* [SOURCE EXCERPT]
=-=-=-=-=

On a Friday afternoon, there isn’t an empty seat in the corner courtroom on the third floor of the Clark County Courthouse.
Packed together on benches, dozens of men and women scan their cell phones anxiously, fidget or glance at the paperwork in their lap until, finally, the court commissioner calls their name.
Some of them have been waiting for a half hour or longer. Still, they aren’t happy when it’s their turn.
“Is your marriage irretrievably broken?” Superior Court Commissioner Dan Stahnke asks each person who stands before him.
A woman in her 20s tells the commissioner she was married only three years. An older man says he wants to make sure he keeps his Harley-Davidson. The next is concerned about what will happen to property he owns in California.
Stahnke asks whether the division of assets is fair and if children are involved. Eventually he says those significant words: “You’re divorced.”
This painful ritual has skyrocketed in Clark County. Divorce cases have increased by more than 45 percent over the past several years, from 2,058 divorce filings in 2006 to more than 3,000 last year.
This trend counters nationwide statistics showing divorce rates are falling. In Washington, divorce rates have stayed flat.
Locally, however, divorce filings were steady at about 2,100 cases per year between 1995 and 2006. Then the numbers began steadily increasing, taking a jump in 2010.
The rates are outpacing the county’s population growth. In 2006, Clark County’s divorce rate was 5.04 per 1,000 people; in 2010 the rate was 7.12 per 1,000.
The explosion, particularly among people filing for divorce without lawyers, led the Superior Court to open an additional Friday docket last year.
Some days, 50 people show up to finalize divorces. On the busiest days, it takes several hours to get through all the cases.

=-=-=-=-=

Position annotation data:
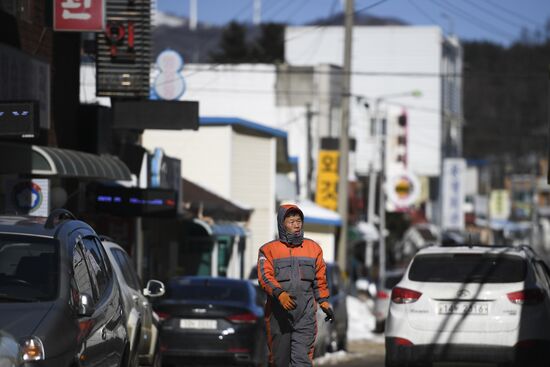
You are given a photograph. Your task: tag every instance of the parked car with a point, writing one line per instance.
(332, 336)
(141, 321)
(10, 351)
(477, 304)
(59, 296)
(214, 319)
(381, 297)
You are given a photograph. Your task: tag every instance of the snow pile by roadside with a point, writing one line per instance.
(361, 321)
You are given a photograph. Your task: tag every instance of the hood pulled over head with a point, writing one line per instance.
(292, 239)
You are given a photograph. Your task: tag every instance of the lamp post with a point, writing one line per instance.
(381, 143)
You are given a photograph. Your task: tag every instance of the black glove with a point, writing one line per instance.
(325, 306)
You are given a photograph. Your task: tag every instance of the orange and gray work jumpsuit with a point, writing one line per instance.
(300, 270)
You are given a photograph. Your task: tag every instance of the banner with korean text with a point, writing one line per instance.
(454, 181)
(79, 15)
(326, 194)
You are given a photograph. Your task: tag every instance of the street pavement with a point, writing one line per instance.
(360, 353)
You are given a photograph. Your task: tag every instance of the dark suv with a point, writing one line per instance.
(58, 295)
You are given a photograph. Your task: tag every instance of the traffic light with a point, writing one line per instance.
(402, 120)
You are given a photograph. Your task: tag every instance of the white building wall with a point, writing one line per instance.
(385, 61)
(205, 154)
(253, 167)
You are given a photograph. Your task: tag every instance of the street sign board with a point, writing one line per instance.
(79, 15)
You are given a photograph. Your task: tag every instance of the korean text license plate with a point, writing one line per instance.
(463, 308)
(198, 324)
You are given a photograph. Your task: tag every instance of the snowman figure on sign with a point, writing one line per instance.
(169, 83)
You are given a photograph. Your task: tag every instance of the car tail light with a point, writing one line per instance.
(382, 295)
(243, 318)
(163, 315)
(238, 350)
(404, 295)
(526, 297)
(32, 349)
(402, 342)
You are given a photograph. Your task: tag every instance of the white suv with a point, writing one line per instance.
(470, 303)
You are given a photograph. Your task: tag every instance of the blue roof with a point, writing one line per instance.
(323, 221)
(235, 121)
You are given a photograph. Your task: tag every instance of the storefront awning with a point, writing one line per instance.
(43, 161)
(228, 229)
(316, 214)
(198, 199)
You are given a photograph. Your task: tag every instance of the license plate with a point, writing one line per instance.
(463, 308)
(198, 324)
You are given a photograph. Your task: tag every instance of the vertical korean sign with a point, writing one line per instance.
(454, 179)
(79, 15)
(327, 179)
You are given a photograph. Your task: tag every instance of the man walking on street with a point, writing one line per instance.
(292, 272)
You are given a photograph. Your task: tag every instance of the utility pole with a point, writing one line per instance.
(309, 117)
(382, 202)
(344, 139)
(257, 18)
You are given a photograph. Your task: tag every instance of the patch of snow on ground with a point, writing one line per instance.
(361, 321)
(332, 358)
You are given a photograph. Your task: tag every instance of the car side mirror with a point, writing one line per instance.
(155, 288)
(85, 305)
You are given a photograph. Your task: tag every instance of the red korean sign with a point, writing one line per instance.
(79, 15)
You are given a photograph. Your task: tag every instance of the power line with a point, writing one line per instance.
(318, 26)
(295, 12)
(421, 11)
(466, 74)
(510, 12)
(472, 19)
(490, 12)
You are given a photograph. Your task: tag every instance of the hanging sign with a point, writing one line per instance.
(79, 15)
(403, 190)
(327, 179)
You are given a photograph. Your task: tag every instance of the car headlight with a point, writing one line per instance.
(32, 349)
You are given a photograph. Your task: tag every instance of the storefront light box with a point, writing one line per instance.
(136, 202)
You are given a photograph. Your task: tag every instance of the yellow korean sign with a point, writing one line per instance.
(327, 179)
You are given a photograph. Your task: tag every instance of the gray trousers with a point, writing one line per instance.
(291, 341)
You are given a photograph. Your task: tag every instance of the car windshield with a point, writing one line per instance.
(208, 292)
(468, 268)
(29, 269)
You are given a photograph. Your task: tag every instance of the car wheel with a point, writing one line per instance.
(157, 357)
(392, 362)
(343, 342)
(379, 327)
(264, 357)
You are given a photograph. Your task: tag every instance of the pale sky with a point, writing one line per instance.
(499, 21)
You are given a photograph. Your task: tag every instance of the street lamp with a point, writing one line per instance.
(381, 142)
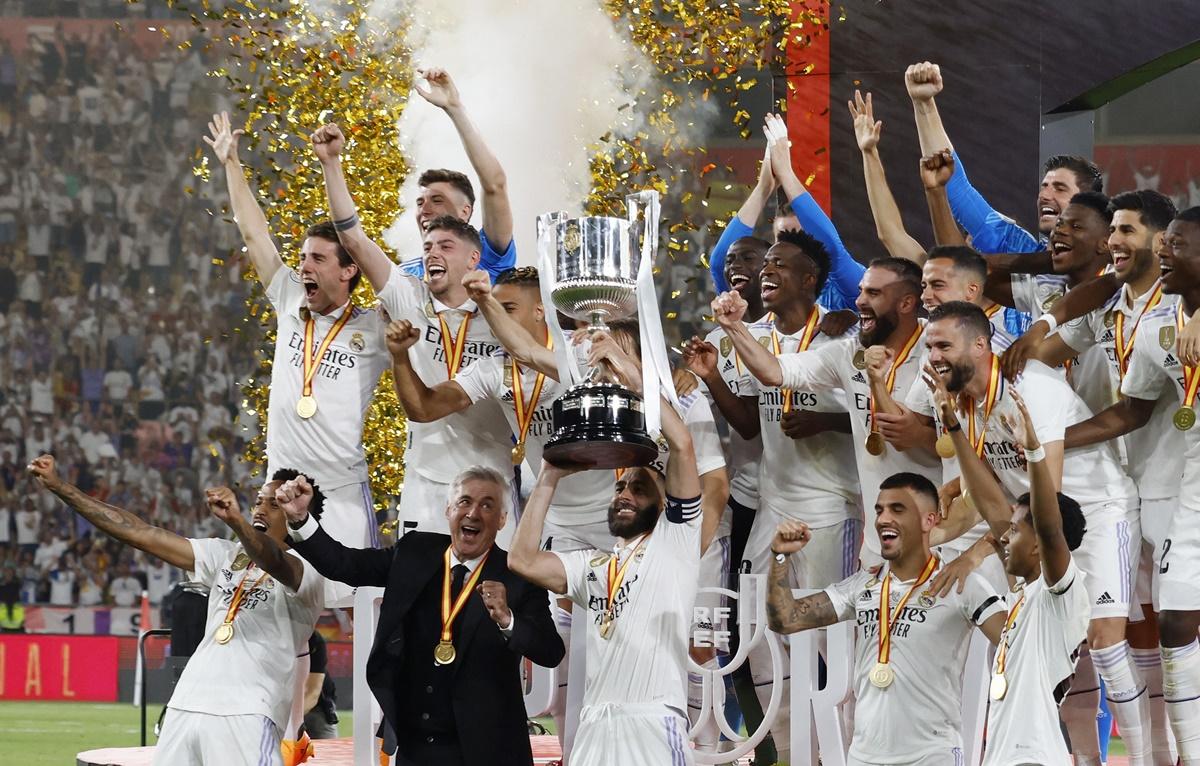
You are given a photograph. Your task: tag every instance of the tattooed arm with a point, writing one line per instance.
(115, 522)
(786, 614)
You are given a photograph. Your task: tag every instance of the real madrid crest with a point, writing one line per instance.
(571, 238)
(1167, 336)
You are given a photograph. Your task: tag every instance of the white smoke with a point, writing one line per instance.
(541, 79)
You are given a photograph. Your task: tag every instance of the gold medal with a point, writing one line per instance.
(882, 676)
(945, 447)
(443, 653)
(999, 687)
(875, 443)
(1185, 418)
(306, 406)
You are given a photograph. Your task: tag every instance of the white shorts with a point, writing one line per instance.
(1108, 556)
(831, 556)
(631, 734)
(1179, 569)
(348, 516)
(202, 740)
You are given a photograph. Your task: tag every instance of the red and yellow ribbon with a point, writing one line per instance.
(310, 359)
(454, 348)
(810, 331)
(887, 617)
(1125, 347)
(995, 389)
(449, 612)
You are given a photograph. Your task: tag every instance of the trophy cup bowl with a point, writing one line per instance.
(597, 424)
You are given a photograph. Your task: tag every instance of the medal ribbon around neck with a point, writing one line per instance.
(891, 379)
(887, 617)
(449, 612)
(239, 596)
(807, 336)
(307, 357)
(1191, 373)
(995, 392)
(1002, 648)
(525, 412)
(454, 348)
(1123, 347)
(617, 578)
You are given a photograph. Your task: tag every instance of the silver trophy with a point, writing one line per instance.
(599, 424)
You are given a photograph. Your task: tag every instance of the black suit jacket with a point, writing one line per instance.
(487, 699)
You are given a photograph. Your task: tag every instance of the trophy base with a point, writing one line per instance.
(598, 428)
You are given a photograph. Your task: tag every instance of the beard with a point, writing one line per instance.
(643, 521)
(885, 324)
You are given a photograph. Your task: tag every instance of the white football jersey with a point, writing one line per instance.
(328, 446)
(1043, 645)
(930, 638)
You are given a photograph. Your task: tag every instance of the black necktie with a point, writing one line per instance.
(457, 574)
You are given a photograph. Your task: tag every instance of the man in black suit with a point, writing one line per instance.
(445, 664)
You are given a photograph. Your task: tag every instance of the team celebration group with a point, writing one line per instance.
(993, 434)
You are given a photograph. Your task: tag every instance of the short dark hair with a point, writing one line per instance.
(324, 229)
(456, 179)
(1073, 522)
(811, 247)
(1096, 201)
(317, 504)
(970, 317)
(1189, 215)
(915, 482)
(460, 228)
(909, 273)
(964, 257)
(1087, 174)
(521, 276)
(1155, 210)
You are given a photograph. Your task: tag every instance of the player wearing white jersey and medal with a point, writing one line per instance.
(957, 337)
(328, 359)
(911, 647)
(807, 467)
(453, 337)
(231, 704)
(639, 600)
(1079, 252)
(1049, 610)
(887, 305)
(1155, 367)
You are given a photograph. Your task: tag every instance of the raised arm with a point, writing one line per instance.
(328, 144)
(258, 545)
(936, 171)
(785, 612)
(420, 402)
(526, 557)
(742, 225)
(888, 225)
(727, 310)
(741, 412)
(1043, 496)
(515, 339)
(246, 213)
(118, 524)
(443, 94)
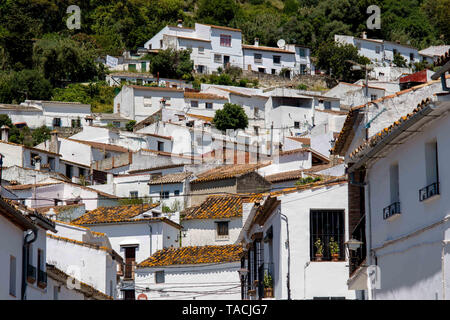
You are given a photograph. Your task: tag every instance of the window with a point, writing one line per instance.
(69, 171)
(394, 183)
(324, 225)
(160, 146)
(225, 40)
(222, 228)
(57, 122)
(134, 194)
(12, 276)
(276, 59)
(432, 171)
(164, 195)
(302, 53)
(159, 277)
(303, 69)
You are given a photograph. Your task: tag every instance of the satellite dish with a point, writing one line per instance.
(281, 43)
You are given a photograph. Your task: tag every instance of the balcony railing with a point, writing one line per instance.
(42, 279)
(429, 191)
(391, 210)
(31, 273)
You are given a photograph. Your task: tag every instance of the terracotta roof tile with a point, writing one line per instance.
(226, 172)
(193, 255)
(113, 214)
(376, 138)
(215, 207)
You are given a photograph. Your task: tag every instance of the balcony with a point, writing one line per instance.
(31, 273)
(429, 191)
(42, 279)
(392, 211)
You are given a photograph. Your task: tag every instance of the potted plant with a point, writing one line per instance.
(319, 249)
(334, 249)
(268, 286)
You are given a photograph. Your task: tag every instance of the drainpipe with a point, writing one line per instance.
(25, 248)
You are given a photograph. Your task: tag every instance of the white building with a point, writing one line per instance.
(279, 237)
(404, 170)
(198, 272)
(380, 51)
(135, 233)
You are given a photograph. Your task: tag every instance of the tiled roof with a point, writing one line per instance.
(203, 95)
(29, 186)
(375, 139)
(345, 134)
(215, 207)
(443, 59)
(113, 214)
(171, 178)
(205, 118)
(193, 255)
(100, 145)
(226, 172)
(261, 48)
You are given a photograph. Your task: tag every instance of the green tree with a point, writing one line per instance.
(130, 125)
(232, 116)
(332, 56)
(16, 86)
(174, 64)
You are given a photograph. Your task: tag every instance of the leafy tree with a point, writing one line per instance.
(130, 125)
(63, 60)
(171, 63)
(232, 116)
(219, 12)
(16, 86)
(40, 135)
(399, 61)
(332, 56)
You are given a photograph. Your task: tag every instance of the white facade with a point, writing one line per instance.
(199, 282)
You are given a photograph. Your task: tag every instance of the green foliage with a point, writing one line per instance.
(173, 64)
(306, 180)
(64, 60)
(16, 86)
(334, 246)
(319, 246)
(98, 94)
(232, 116)
(399, 61)
(130, 125)
(332, 56)
(40, 135)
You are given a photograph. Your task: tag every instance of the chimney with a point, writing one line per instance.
(54, 146)
(109, 178)
(37, 163)
(4, 133)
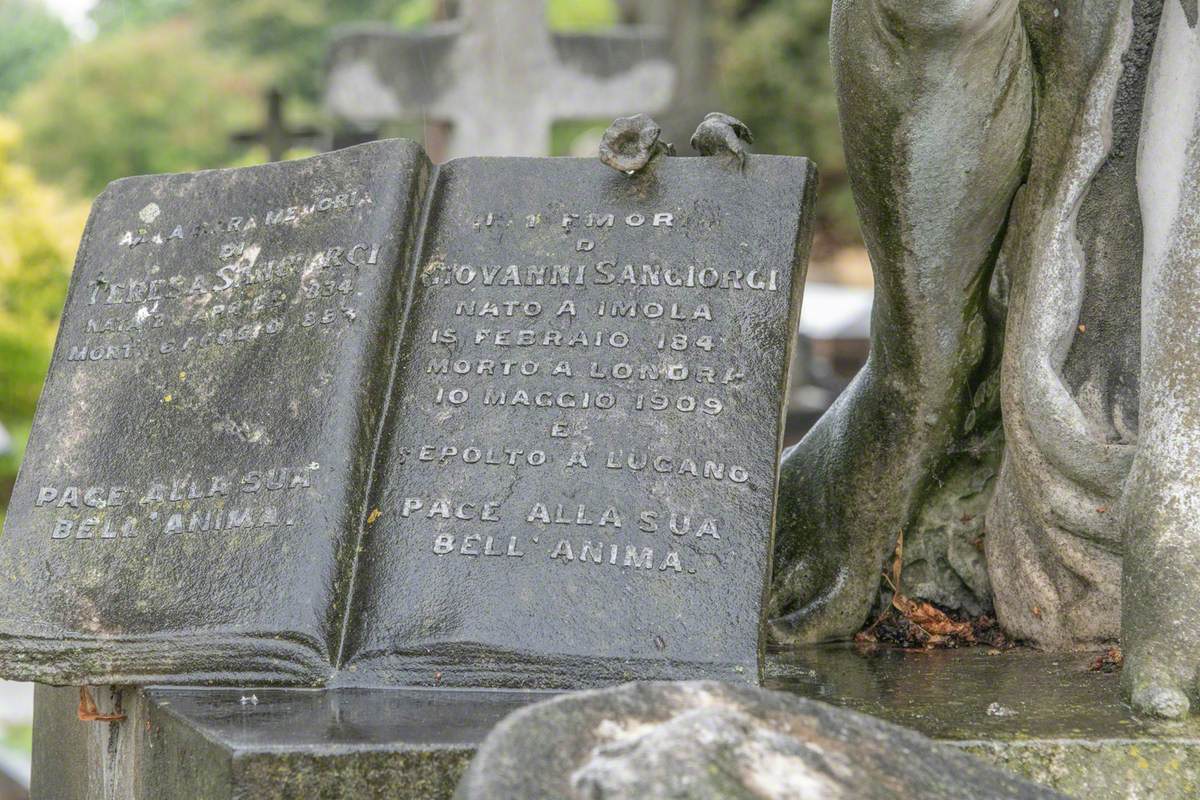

=-=-=-=-=

* [TASK 1]
Edit the divorce article, starting with "Some of them" and going on through "stands before him.", and replace "waiting" with "sitting".
* [TASK 2]
Answer these questions from the divorce article:
(a) How many divorce filings did Clark County have in 2006?
(b) What is the name of the Superior Court commissioner who finalizes the divorces?
(c) What was Clark County's divorce rate per 1,000 people in 2010?
* [TASK 3]
Continue the divorce article from the point where it stops.

* [FINAL ANSWER 1]
Some of them have been sitting for a half hour or longer. Still, they aren’t happy when it’s their turn.
“Is your marriage irretrievably broken?” Superior Court Commissioner Dan Stahnke asks each person who stands before him.

* [FINAL ANSWER 2]
(a) 2,058
(b) Dan Stahnke
(c) 7.12 per 1,000 people

* [FINAL ANSWER 3]
And there’s no sign things are slowing down. “Business is good, and that’s bad,” said Superior Court Judge Edwin Poyfair, who chiefly hears family law cases, including dissolutions.
Experts attribute the hike to the economic recession, saying financial stress is to blame for failing marriages. Yet those same experts can’t explain the discrepancy in local and nationwide rates. Some say it’s counter-intuitive that divorce rates would be increasing here and flat or decreasing elsewhere.
“It surprises me,” said Keith Hackett, executive director of Vancouver’s Columbia Pastoral Counseling Center. “Some people can’t afford to get divorced. Some couples, if they get divorced, they have to sell their house.”
That could be why many litigants are filing for divorce without lawyers. Alison Greene, a Vancouver divorce attorney, said many people who would normally be able to afford her services are opting to represent themselves. As a result, her business has declined, even though she’s had more people call to see how much it costs to retain her. She tells them her fee is $2,500 plus hourly charges.
“People just don’t have that kind of money,” Greene said. “There’s a lot of price shopping going on.”
The court system has felt most of the brunt, as court clerks have increasingly had to explain the law and walk litigants through the process. It’s not a fast process, either, because there’s a waiting list to get divorces finalized that stretches into the spring, Poyfair said.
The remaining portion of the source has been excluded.